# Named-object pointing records
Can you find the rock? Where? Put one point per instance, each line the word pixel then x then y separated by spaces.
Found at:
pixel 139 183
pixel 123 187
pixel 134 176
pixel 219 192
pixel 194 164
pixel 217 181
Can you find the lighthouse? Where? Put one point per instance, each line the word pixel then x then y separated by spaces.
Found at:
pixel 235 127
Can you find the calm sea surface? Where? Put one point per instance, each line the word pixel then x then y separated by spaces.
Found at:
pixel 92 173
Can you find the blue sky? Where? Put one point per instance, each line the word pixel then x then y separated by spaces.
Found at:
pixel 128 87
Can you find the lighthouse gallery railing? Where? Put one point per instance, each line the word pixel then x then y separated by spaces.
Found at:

# TASK INSTRUCTIONS
Rewrite all the rows above, changing each "Found at" to "Located at" and leaving everything else unchanged.

# RESPONSE
Can you find the rock? Where? Put one point per instance, each line the word pixel then x then y separated by spaces.
Located at:
pixel 139 183
pixel 123 187
pixel 134 176
pixel 219 192
pixel 194 164
pixel 217 181
Can you find the lighthouse? Where? Put one point per instance, each line the word pixel then x then y separated by spaces.
Located at:
pixel 235 127
Can you find the calm sea surface? Where? Put one point per instance, each line the word pixel then x then y separated by spaces.
Located at:
pixel 92 173
Can you find the blue sky? Where? Put one point per instance, each line the word pixel then x then y separated by spaces.
Located at:
pixel 128 87
Can you find the lighthouse gallery railing? Where? Put one point per instance, each line the word pixel then x then y separated by spaces.
Located at:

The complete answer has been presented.